start

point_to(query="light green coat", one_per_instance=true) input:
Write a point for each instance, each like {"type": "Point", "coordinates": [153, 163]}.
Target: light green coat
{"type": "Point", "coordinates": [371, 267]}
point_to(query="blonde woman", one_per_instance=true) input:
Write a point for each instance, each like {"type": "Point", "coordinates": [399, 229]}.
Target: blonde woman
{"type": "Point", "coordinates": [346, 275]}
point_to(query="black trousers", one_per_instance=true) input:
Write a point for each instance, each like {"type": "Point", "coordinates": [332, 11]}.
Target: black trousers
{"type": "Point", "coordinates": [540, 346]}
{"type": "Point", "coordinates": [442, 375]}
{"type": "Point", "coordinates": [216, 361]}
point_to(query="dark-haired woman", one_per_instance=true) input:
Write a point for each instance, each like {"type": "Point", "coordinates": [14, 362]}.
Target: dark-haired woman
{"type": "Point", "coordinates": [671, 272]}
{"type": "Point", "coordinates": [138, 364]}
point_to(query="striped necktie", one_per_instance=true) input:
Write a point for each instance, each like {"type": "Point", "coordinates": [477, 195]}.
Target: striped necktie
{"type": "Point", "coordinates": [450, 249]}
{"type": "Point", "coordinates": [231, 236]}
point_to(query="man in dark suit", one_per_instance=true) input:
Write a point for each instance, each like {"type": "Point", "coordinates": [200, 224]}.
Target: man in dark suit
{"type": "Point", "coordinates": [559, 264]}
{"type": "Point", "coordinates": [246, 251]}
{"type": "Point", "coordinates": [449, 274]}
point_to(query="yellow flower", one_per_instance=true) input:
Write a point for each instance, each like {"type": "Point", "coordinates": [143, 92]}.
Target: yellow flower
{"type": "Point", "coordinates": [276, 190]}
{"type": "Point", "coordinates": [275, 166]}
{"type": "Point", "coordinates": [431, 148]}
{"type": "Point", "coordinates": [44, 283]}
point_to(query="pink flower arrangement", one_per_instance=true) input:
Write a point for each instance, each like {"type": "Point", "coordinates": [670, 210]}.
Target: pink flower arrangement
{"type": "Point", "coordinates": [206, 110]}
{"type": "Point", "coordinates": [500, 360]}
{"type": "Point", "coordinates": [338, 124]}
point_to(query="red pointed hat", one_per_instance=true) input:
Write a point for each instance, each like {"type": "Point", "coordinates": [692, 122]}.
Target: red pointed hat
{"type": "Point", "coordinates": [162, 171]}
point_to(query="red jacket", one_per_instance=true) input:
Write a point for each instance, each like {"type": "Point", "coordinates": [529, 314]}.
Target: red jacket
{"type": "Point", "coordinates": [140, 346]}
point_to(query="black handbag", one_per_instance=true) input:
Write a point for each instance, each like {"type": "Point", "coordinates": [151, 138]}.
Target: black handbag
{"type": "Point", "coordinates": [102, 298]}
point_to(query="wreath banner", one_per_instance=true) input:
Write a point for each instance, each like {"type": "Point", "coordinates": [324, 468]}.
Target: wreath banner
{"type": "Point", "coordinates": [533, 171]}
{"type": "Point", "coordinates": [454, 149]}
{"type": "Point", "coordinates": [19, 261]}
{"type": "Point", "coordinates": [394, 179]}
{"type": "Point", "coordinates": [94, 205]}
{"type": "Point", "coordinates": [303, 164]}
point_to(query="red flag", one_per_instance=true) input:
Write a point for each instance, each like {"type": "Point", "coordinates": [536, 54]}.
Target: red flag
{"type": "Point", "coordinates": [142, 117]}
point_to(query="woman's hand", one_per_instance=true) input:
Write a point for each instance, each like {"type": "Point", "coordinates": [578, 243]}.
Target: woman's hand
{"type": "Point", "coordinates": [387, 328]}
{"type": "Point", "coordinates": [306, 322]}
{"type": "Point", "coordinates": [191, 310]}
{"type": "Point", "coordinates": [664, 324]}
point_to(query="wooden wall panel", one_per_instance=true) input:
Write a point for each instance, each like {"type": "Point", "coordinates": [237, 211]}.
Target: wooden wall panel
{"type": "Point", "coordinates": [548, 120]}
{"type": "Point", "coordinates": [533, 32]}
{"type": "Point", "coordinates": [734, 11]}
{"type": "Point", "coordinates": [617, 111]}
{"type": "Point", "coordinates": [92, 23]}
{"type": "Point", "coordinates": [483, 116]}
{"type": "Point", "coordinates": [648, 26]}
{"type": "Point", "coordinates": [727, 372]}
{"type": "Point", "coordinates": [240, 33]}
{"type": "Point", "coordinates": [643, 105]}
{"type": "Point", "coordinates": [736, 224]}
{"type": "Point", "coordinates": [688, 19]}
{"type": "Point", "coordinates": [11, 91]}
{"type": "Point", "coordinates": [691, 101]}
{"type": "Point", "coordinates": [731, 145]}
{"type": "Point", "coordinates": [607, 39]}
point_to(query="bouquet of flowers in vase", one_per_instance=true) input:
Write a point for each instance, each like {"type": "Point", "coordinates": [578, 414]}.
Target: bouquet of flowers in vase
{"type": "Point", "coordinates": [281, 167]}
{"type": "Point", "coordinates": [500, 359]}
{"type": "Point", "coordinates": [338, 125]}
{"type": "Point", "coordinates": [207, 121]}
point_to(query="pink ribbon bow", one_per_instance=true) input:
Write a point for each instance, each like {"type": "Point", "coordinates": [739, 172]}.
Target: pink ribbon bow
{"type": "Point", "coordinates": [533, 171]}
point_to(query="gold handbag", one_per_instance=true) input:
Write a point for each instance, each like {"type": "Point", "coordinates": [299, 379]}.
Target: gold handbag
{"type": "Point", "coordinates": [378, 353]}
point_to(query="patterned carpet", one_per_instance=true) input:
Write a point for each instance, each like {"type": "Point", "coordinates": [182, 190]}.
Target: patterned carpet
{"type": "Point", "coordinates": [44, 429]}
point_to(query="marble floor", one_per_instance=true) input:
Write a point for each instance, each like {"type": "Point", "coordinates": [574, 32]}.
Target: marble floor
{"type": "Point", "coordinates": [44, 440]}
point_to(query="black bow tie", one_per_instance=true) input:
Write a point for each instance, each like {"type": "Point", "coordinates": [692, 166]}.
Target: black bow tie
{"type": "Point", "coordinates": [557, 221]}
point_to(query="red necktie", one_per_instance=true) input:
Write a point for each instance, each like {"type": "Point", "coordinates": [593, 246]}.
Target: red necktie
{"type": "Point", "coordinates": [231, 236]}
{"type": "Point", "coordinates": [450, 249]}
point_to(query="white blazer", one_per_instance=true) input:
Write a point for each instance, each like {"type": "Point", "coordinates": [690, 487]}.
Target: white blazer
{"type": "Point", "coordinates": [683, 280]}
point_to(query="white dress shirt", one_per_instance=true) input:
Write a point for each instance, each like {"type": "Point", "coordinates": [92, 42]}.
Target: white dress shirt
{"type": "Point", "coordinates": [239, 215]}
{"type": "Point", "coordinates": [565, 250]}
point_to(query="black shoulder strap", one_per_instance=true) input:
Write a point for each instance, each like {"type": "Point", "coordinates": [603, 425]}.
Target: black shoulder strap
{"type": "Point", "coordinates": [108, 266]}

end

- **Aim of the task**
Gather each line of the rows above that contains the word "black".

- **Result**
point_to(query="black trousers", one_per_instance=true) input:
Target: black trousers
point_to(query="black handbag", one_per_instance=true) input:
Target: black handbag
point_to(query="black bow tie", one_per_instance=true) input:
Target: black bow tie
point_to(query="black shoulder strap", one_per_instance=true) input:
Target: black shoulder strap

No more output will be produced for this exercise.